Aangeleverde tekst |
+===+
Gazet van Antwerpen Stad en Rand
“Ik ga mijn eigen songs coveren”
Arno met nieuwe groep Tjens Matic op de Lokerse Feesten
Zou er vandaag een actievere 68jarige rondlopen dan Arno Hintjens? ‘Le Plus Beau’ tourt deze zomer nog steeds door Europa met zijn alom bejubelde plaat Human
Incognito, werkt intussen aan een opvolger én heeft tussendoor ook een nieuwe band opgericht. Met TjensMatic staat hij straks op de Lokerse Feesten. “Ik mis de anarchie.”
Arno speelde naar eigen zeggen al langer met het idee om een aantal nummers uit zijn gevulde carrière nieuw leven in te blazen. Alleen had hij daarvoor een nieuwe band nodig. Die heeft hij nu, al duiken er wél vertrouwde gezichten in op. Drummer Laurens Smagghe en bassist Mirko Banovic zijn intussen oudgedienden, en ook gitarist Bruno Fevery zat al vaker met Arno in de studio, al is hij bij het grote publiek vooral bekend als snarentovenaar bij Arsenal, Meuris en Kyuss Lives.
Met Tjens-Matic brengt het viertal uitsluitend repertoire uit de twee vorige bands van Arno: Tjens-Couter en opvolger TC Matic. De eerste groep grossierde in de jaren zeventig vooral in zompige bluesrock, de tweede legde zich toe op hoekige eurofunk met een snuifje avant-garde. De nieuwe gelegenheidsband poetst klassiek songmateriaal als Bye Bye Till The Next Time, Le Java, Que Pasa en
Viva Boema op tot hedendaagse nummers. Noem het dus geen nostalgietrip, want daarvoor klinken de nieuwe pletwalsversies niet iets te krachtig.
“Dat was ook de bedoeling”, zegt Arno. “Ik wilde covers maken van mijn eigen nummers. En daarvoor had ik een kleine, strakke band nodig. Met heel luide, ruwe gitaren. Zonder synthesizers of keyboards. Als je ziet wat tegenwoordig rock-‘n-roll wordt genoemd… Er zit meer rock in een coiffeuse dan in al die jonge bands samen. ’t Zijn allemaal zo’n schone brave jongens nu. Ze hebben meer geld in hun kapsel en in hun kledij gestoken dan in hun muziek. ’t Klinkt
allemaal zo afge- likt, zo corporate. Echt: ik word daar impotent van.”
+===+
[Opgeslagen items uit de dataset]
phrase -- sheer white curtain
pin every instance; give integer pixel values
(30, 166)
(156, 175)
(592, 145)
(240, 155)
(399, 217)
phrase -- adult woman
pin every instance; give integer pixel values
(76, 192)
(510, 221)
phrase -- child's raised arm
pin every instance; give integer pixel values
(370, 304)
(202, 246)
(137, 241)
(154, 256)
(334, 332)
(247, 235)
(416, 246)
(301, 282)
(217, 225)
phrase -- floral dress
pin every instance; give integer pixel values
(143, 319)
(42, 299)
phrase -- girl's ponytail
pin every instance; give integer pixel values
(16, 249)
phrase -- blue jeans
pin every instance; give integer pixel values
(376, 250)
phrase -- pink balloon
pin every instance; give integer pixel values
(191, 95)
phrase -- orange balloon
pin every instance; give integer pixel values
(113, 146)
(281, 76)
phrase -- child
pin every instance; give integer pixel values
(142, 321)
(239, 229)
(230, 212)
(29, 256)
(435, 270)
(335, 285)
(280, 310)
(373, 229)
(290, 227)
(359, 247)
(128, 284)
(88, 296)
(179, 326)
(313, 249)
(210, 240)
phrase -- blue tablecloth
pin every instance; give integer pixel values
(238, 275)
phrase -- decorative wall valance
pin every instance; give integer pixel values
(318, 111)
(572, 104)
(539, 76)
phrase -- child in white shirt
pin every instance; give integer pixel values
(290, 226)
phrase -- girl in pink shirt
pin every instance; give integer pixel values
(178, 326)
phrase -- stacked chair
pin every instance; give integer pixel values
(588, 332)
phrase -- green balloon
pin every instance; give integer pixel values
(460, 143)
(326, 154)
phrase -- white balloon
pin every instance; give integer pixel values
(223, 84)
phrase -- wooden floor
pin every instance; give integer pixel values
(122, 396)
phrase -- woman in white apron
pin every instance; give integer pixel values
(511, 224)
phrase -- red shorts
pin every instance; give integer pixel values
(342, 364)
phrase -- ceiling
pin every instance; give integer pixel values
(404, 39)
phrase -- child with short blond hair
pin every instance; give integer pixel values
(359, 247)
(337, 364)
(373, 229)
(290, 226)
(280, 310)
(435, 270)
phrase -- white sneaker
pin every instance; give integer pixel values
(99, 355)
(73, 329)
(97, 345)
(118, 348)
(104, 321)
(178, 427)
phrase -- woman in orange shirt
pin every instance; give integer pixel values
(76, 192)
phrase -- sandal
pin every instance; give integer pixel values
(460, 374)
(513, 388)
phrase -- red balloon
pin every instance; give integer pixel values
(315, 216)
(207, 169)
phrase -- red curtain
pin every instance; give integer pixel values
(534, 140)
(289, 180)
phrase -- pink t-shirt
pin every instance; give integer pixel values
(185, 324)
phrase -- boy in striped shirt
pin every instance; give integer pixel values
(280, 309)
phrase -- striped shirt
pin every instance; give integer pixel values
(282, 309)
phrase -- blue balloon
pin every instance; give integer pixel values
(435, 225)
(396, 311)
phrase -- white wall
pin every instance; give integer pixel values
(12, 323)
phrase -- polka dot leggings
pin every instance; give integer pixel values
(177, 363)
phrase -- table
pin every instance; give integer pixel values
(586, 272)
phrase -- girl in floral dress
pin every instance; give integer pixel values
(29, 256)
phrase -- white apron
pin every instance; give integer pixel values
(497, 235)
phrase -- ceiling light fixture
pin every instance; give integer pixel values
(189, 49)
+===+
Te maken opdrachten |
A. Zoek in de lijst elke regel op waarin het woord "floral" voorkomt en schrijf die regels over.
B. Zet het krantenartikel over Arno en zijn nieuwe band Tjens-Matic voort vanaf de laatste zin.

Eindresultaten |
A.
phrase -- floral dress
phrase -- girl in floral dress

B.
Dat dit project er net nu komt, is enigszins toevallig. De voorbije jaren werden zowel de oude platen van Tjens Couter als TC Matic weer op vinyl uitgebracht. Voor Arno – die de platen zélf niet meer in huis had – was het een hernieuwde kennismaking met zijn eigen verleden. En dat voelde blijkbaar niet onaangenaam.
DE PUNKPERIODE
“t Was heel bizar om mijn jongere ik bezig te horen. Ik was nog een schoon ventje toen, hé? Zelfs Coca-Cola Zero was nog niet uitgevonden. Eerlijk gezegd; ik was veel van die nummers al vergeten. Ik kreeg zélf een aanval van nostalgie. In die tijd stond rock-‘n-roll nog synoniem voor revolte. ’t Was de punkperiode. De menschen hadden daar schrik van. In sommige restaurants mochten we niet eens binnen, omdat onze attitude niet strookte met wat toen als de norm werd beschouwd. Het volstond dat je haar wat te lang was, en je werd weer aan de deur gezet.”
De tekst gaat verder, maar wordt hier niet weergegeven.